■ Work instructions
Examine each line of the data, and copy the ones containing "below".

Image-grounded pointing data:
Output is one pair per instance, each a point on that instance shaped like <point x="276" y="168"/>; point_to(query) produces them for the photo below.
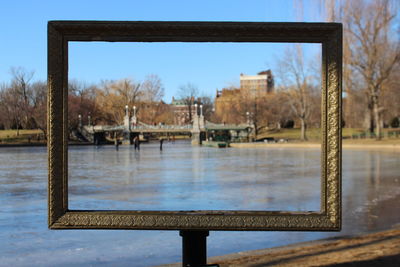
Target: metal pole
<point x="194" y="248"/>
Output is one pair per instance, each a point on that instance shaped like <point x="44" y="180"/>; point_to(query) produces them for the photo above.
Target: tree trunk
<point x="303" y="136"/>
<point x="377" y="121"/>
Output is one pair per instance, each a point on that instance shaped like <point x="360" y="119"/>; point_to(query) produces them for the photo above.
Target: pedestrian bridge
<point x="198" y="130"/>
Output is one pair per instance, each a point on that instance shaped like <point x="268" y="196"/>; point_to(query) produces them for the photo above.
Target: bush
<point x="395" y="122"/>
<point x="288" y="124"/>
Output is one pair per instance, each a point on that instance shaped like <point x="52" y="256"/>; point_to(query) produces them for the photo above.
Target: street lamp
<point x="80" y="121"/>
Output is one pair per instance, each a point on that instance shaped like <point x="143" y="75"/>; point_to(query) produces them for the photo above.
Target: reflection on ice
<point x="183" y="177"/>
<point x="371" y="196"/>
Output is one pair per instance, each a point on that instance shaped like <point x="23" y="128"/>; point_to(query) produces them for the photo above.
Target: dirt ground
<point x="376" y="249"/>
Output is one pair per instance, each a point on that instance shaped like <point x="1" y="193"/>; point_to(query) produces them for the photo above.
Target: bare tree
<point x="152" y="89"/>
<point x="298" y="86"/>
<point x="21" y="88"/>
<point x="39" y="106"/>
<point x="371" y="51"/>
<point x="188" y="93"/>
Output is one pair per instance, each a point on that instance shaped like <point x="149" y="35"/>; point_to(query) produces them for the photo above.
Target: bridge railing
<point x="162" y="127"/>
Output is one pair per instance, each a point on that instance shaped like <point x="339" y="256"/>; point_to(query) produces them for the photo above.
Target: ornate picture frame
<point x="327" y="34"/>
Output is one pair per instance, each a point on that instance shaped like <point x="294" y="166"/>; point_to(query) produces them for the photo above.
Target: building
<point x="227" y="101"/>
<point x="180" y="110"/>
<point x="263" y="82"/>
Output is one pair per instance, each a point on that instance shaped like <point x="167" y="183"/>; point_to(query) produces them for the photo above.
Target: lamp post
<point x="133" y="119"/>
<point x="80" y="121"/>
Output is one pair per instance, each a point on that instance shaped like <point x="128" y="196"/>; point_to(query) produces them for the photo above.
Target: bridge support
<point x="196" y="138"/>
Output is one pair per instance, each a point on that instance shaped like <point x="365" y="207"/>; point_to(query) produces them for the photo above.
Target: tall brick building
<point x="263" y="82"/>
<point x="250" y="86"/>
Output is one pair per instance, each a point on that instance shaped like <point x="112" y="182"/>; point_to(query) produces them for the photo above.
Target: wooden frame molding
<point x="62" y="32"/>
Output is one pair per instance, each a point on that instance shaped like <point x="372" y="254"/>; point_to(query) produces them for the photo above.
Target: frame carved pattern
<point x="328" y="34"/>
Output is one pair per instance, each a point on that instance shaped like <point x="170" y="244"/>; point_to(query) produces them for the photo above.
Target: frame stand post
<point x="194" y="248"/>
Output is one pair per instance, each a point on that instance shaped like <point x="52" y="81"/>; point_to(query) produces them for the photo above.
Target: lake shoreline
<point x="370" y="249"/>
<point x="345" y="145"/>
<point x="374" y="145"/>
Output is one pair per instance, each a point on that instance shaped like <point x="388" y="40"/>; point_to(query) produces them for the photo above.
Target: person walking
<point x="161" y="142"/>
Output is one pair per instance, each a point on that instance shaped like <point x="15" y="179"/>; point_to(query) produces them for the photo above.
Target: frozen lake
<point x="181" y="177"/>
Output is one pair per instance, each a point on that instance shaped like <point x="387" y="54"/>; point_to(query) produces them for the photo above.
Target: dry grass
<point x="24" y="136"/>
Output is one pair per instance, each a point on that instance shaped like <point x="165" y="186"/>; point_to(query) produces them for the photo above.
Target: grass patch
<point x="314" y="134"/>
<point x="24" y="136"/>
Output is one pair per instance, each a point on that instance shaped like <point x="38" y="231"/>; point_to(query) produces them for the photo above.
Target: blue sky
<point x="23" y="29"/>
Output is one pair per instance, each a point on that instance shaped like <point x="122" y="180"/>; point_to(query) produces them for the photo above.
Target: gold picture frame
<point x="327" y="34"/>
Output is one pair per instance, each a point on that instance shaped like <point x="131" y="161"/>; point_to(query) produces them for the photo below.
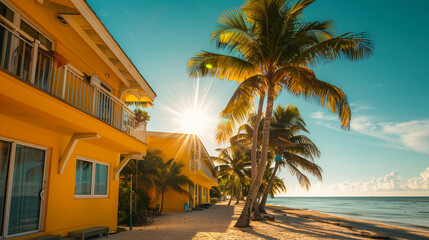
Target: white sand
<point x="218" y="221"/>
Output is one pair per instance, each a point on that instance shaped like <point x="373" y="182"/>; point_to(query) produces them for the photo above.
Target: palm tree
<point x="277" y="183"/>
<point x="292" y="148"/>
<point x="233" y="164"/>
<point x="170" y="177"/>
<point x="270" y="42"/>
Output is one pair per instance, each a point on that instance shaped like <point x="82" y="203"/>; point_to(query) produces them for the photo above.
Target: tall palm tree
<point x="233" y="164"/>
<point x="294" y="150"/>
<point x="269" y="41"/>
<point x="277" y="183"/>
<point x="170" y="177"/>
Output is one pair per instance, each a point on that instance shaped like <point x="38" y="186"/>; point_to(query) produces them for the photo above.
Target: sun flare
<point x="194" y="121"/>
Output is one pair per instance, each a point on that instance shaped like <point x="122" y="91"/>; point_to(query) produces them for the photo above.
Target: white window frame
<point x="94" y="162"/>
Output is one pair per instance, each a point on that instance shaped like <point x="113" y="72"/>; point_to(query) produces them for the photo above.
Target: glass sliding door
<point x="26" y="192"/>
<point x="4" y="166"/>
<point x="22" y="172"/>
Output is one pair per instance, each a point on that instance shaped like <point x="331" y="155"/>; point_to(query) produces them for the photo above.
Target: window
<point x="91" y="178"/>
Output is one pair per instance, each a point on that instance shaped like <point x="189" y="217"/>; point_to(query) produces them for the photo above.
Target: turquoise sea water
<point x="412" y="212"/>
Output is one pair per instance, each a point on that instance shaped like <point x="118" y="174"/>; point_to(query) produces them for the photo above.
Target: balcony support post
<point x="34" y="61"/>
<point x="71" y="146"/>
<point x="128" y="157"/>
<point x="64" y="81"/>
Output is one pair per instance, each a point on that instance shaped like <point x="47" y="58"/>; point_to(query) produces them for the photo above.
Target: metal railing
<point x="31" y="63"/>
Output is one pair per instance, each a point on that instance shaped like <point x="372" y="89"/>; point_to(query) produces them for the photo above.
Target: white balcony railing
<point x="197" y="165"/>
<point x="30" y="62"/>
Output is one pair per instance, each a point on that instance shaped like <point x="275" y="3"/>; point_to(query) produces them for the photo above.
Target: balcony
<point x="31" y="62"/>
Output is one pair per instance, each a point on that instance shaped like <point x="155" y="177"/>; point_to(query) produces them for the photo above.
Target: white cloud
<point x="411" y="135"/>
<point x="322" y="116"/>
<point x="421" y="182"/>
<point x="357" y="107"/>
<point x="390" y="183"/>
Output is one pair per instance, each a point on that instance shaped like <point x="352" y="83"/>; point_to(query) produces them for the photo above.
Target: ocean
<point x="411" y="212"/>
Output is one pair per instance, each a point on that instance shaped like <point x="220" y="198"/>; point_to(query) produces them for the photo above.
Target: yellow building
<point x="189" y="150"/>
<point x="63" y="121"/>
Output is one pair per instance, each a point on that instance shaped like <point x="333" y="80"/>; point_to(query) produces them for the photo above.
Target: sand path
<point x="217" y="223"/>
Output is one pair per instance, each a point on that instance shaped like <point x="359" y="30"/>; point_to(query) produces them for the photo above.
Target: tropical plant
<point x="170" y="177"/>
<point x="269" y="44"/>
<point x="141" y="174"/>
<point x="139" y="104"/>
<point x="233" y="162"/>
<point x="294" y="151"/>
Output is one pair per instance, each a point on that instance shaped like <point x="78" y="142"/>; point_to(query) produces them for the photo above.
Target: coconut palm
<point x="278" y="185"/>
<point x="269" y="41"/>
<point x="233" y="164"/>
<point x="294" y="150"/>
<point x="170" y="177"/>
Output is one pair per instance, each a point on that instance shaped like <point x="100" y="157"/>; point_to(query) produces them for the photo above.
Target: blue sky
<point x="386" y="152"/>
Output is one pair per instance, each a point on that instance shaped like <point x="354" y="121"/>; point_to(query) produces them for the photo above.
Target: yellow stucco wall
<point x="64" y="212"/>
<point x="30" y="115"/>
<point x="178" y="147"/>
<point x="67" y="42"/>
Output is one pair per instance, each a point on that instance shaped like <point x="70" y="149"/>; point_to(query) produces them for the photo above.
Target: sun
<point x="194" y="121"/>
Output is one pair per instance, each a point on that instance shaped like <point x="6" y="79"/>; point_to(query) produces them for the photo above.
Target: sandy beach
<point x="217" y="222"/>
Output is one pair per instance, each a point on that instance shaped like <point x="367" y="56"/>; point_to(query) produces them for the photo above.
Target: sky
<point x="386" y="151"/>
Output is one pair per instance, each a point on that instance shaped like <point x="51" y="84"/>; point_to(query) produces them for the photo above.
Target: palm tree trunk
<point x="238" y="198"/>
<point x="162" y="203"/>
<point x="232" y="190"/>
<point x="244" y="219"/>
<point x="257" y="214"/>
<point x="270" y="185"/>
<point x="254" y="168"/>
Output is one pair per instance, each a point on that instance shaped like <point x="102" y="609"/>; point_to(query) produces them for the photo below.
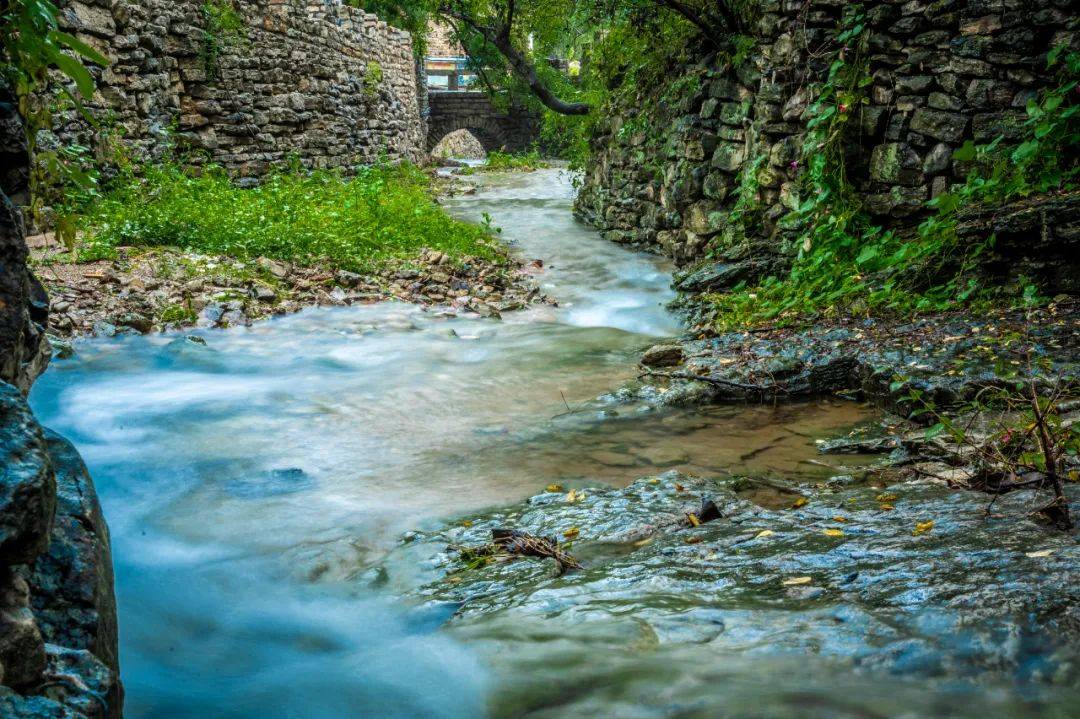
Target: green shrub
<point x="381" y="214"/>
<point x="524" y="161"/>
--
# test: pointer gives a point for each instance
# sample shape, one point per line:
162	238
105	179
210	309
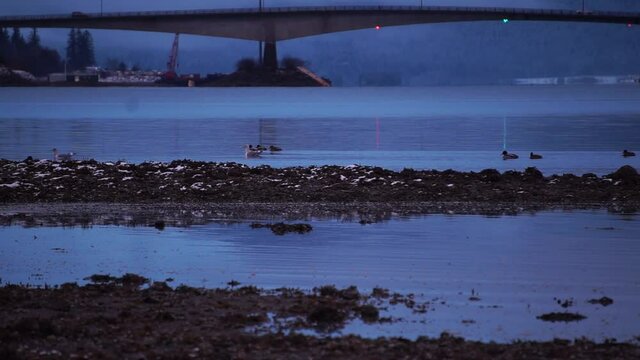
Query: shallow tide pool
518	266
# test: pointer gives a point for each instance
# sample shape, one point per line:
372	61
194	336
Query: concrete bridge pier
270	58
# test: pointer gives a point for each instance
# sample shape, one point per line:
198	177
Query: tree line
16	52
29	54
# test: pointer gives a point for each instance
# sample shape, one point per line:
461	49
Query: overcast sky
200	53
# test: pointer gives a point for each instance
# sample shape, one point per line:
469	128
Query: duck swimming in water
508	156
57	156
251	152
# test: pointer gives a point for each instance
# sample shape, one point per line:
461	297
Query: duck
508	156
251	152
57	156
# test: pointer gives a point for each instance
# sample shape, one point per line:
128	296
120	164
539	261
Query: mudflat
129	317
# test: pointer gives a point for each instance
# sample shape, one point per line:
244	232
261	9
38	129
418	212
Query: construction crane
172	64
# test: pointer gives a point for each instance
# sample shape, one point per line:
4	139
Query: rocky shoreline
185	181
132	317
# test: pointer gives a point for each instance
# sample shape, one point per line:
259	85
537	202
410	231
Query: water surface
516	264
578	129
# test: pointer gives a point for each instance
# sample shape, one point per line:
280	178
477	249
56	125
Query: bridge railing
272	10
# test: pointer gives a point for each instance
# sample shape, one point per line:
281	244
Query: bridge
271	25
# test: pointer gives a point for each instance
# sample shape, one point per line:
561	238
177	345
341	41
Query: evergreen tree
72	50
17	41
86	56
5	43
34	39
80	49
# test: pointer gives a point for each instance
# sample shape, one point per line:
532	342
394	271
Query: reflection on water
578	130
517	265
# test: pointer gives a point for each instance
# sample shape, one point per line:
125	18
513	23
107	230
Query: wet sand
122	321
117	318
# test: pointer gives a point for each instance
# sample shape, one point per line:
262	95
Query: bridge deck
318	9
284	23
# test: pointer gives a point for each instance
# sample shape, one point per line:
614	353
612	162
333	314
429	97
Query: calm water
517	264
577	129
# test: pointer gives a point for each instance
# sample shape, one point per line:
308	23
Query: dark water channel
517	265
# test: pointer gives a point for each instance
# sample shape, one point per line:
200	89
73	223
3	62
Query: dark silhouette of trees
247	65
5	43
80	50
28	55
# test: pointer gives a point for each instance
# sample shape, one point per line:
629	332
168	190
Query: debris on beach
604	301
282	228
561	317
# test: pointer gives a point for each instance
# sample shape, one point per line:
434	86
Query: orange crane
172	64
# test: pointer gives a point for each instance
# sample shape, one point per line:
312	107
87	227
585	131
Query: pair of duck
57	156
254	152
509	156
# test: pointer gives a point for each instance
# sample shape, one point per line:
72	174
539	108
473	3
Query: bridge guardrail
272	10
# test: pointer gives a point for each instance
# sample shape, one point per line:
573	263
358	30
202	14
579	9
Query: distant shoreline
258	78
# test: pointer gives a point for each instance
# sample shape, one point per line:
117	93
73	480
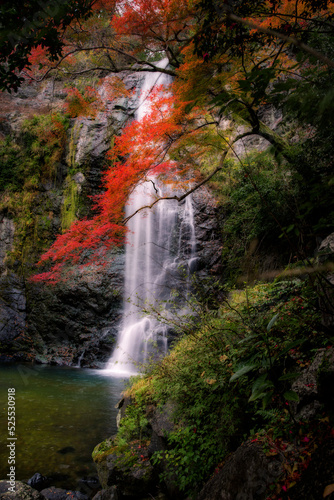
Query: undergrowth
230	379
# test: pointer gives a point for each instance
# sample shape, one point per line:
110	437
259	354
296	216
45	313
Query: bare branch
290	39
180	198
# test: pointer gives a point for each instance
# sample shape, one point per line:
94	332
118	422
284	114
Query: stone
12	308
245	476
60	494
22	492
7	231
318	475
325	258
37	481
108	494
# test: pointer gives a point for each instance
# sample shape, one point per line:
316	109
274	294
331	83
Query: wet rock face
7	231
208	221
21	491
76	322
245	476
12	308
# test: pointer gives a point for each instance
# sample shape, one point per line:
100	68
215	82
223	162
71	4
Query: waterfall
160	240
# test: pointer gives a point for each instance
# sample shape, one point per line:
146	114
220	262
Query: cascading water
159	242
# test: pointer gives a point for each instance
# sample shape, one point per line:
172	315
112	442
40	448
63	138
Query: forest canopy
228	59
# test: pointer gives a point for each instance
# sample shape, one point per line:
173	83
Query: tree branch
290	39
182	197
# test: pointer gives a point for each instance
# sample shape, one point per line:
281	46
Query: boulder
...
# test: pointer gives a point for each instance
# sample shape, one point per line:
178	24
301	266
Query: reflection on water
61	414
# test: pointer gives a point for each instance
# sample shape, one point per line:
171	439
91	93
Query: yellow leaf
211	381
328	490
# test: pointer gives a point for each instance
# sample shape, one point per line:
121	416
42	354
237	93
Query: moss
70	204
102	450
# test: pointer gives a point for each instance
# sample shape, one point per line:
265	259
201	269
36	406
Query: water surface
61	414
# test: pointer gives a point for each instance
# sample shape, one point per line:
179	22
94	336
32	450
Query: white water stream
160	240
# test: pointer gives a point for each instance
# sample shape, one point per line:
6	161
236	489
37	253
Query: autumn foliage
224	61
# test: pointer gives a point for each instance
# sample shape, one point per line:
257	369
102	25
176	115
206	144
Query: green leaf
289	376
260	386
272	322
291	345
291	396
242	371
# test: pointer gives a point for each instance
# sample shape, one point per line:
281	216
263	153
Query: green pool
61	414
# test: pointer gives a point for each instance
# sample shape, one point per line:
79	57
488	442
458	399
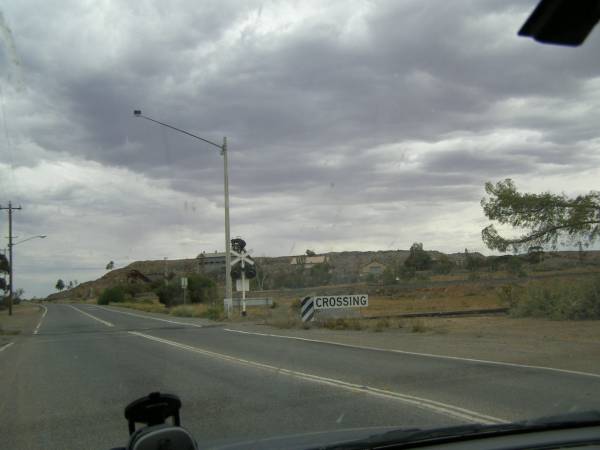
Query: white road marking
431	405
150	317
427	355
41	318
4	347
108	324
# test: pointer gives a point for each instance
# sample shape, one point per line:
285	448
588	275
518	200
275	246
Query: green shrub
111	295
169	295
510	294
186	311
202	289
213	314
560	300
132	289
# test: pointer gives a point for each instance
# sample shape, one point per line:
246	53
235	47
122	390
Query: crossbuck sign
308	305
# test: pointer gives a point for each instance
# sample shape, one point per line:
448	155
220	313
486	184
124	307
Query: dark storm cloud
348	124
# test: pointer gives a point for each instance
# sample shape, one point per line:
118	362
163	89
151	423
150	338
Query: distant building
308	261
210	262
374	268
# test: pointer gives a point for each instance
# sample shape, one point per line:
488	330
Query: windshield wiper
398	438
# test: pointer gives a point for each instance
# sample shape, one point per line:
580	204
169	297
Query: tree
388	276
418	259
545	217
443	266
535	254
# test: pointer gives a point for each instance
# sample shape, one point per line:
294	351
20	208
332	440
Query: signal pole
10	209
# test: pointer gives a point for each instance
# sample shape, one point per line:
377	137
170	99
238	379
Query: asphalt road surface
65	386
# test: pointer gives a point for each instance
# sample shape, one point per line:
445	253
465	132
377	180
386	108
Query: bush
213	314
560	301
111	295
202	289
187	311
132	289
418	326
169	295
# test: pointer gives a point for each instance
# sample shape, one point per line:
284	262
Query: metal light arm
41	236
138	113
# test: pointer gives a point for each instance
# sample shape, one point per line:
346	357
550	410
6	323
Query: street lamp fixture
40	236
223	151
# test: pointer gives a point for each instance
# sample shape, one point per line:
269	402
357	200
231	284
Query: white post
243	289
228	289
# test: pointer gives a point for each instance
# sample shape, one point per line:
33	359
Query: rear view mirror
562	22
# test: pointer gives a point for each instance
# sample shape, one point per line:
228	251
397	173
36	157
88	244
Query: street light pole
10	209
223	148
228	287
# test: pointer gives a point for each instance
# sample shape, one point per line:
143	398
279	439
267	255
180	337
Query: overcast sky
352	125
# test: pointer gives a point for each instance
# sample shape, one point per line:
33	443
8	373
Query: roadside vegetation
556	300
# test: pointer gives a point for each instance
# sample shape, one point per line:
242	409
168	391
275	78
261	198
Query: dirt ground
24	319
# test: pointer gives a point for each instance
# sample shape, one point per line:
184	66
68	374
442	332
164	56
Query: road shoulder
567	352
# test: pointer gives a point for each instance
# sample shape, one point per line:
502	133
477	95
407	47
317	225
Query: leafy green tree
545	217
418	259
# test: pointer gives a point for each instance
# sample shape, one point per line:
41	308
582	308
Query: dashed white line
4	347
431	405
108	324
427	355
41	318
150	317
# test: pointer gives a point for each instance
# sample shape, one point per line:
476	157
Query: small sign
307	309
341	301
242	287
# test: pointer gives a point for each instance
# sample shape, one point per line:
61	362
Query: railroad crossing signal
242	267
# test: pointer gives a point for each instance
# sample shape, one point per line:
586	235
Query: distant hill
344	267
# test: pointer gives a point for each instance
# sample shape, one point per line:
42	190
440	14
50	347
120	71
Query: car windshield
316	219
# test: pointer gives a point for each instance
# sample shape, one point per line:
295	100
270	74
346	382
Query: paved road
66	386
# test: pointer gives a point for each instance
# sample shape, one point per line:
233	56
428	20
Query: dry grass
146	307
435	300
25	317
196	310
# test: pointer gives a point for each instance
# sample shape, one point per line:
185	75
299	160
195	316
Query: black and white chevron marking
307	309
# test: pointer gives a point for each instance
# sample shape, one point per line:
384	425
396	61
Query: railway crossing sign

■ Final answer
Output is one pair per instance, each a point on that instance shaped like <point x="276" y="168"/>; point_to(query) produces them for the photo below.
Output is one pair per instance, each a point on that instance shaped like <point x="131" y="161"/>; point_to(query) produces them for the photo below.
Output is one pair per instance, each a point on that instance shaped like <point x="102" y="609"/>; point_to(query) produces them for the photo below.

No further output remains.